* [Exercise description]: Write out every line of the listing below, copying each one character for character.

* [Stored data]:
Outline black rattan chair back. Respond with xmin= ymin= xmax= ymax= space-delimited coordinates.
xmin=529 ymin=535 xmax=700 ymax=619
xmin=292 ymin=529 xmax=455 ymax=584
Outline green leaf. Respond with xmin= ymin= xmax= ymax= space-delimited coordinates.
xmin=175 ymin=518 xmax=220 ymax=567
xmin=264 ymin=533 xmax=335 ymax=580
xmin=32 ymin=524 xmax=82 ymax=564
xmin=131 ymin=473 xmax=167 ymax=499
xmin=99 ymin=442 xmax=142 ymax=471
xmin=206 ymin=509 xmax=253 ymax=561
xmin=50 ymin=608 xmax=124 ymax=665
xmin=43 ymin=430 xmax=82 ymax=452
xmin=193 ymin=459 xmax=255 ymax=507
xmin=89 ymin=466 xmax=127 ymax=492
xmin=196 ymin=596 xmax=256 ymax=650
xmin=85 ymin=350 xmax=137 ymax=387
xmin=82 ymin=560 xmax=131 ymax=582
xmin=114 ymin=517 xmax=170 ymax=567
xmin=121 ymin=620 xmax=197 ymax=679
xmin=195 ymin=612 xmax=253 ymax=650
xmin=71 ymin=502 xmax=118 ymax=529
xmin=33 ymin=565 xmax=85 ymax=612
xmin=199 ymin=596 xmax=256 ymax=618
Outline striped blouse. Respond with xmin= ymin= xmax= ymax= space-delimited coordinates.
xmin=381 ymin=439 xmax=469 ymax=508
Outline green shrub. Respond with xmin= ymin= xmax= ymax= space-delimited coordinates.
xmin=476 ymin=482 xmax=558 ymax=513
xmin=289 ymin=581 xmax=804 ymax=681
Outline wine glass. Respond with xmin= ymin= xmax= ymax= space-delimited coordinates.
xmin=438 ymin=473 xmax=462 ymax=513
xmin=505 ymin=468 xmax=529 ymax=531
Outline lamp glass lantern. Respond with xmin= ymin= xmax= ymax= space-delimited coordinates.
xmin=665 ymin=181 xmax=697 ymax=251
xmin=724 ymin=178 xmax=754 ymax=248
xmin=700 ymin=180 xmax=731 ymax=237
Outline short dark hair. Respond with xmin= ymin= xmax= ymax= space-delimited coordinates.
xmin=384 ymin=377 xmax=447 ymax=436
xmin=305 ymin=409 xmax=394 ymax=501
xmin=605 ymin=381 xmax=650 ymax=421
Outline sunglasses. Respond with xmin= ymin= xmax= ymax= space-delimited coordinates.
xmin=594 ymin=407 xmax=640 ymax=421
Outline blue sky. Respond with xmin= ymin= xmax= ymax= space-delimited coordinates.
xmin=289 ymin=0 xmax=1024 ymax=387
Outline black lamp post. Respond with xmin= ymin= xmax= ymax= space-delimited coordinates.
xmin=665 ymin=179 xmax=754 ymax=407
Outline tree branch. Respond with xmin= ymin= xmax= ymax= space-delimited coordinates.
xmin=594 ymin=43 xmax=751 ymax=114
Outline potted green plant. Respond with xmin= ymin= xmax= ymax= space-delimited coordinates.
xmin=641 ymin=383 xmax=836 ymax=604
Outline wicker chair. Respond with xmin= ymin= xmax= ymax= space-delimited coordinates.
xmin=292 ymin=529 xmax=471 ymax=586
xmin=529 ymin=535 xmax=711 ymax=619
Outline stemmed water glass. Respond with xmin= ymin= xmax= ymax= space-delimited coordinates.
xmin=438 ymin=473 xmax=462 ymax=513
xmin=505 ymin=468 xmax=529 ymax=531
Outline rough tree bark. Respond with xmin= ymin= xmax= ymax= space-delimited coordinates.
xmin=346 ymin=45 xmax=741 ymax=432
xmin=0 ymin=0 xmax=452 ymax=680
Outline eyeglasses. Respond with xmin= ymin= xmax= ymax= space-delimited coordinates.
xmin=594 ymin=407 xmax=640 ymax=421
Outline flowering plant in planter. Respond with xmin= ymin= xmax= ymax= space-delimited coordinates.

* [Problem solution]:
Outline black rattan chair back. Respond with xmin= ymin= xmax= ymax= space-delimited coordinates.
xmin=529 ymin=535 xmax=700 ymax=619
xmin=292 ymin=529 xmax=455 ymax=584
Outline green leaf. Respond with xmin= ymin= xmax= ymax= space-delimited coordinates.
xmin=175 ymin=518 xmax=220 ymax=567
xmin=264 ymin=533 xmax=335 ymax=580
xmin=32 ymin=524 xmax=82 ymax=564
xmin=131 ymin=473 xmax=167 ymax=499
xmin=99 ymin=442 xmax=142 ymax=471
xmin=206 ymin=509 xmax=253 ymax=561
xmin=50 ymin=608 xmax=124 ymax=665
xmin=43 ymin=430 xmax=82 ymax=452
xmin=193 ymin=459 xmax=255 ymax=507
xmin=89 ymin=466 xmax=127 ymax=492
xmin=196 ymin=596 xmax=256 ymax=650
xmin=85 ymin=350 xmax=137 ymax=387
xmin=82 ymin=560 xmax=131 ymax=582
xmin=114 ymin=517 xmax=170 ymax=567
xmin=121 ymin=620 xmax=197 ymax=679
xmin=195 ymin=612 xmax=253 ymax=650
xmin=71 ymin=502 xmax=118 ymax=529
xmin=33 ymin=565 xmax=85 ymax=612
xmin=199 ymin=596 xmax=256 ymax=618
Outline striped blouse. Respond with xmin= ymin= xmax= ymax= space-delimited coordinates.
xmin=381 ymin=439 xmax=469 ymax=508
Outline green shrub. Respond with xmin= ymin= xmax= ymax= space-delimited coordinates.
xmin=476 ymin=482 xmax=558 ymax=513
xmin=289 ymin=581 xmax=804 ymax=681
Outline wine glass. Respond with xmin= ymin= xmax= ymax= space-delimited coordinates.
xmin=438 ymin=473 xmax=462 ymax=513
xmin=505 ymin=468 xmax=529 ymax=531
Outline lamp glass lantern. Respond with xmin= ymin= xmax= ymax= space-delimited coordinates.
xmin=665 ymin=181 xmax=697 ymax=251
xmin=724 ymin=178 xmax=754 ymax=248
xmin=700 ymin=180 xmax=731 ymax=237
Outline short dark hair. Respond with xmin= ymin= xmax= ymax= space-delimited coordinates.
xmin=384 ymin=377 xmax=447 ymax=436
xmin=305 ymin=409 xmax=394 ymax=501
xmin=605 ymin=381 xmax=650 ymax=421
Outline sunglasses. Respond with xmin= ymin= xmax= ymax= space-delimited coordinates.
xmin=594 ymin=407 xmax=640 ymax=421
Outline blue sky. Respond with xmin= ymin= xmax= ymax= space-delimited coordinates.
xmin=289 ymin=0 xmax=1024 ymax=387
Outline black lamp post. Respond with xmin= ymin= xmax= ymax= space-delimited coordinates.
xmin=665 ymin=179 xmax=754 ymax=407
Outline tree branch. Respond with xmin= ymin= xmax= ymax= space-delimited coordinates.
xmin=594 ymin=43 xmax=751 ymax=114
Outline potted green plant. Respond with xmin= ymin= xmax= ymax= space-delimited coordinates.
xmin=641 ymin=383 xmax=836 ymax=604
Outline wicker chair. Respond with xmin= ymin= xmax= ymax= space-delimited coordinates.
xmin=292 ymin=529 xmax=471 ymax=586
xmin=529 ymin=535 xmax=711 ymax=619
Outline stemmed water glass. Respond with xmin= ymin= xmax= ymax= space-delimited coordinates.
xmin=438 ymin=473 xmax=462 ymax=513
xmin=505 ymin=468 xmax=529 ymax=531
Outline rough tree bark. Respond with xmin= ymin= xmax= ymax= space-delimited coordinates.
xmin=346 ymin=45 xmax=741 ymax=432
xmin=0 ymin=0 xmax=452 ymax=680
Outline eyeglasses. Respond with xmin= ymin= xmax= ymax= space-delimited coordinates.
xmin=594 ymin=407 xmax=640 ymax=421
Outline flowering plant in planter. Respond with xmin= ymin= xmax= ymax= space-delimited coordinates.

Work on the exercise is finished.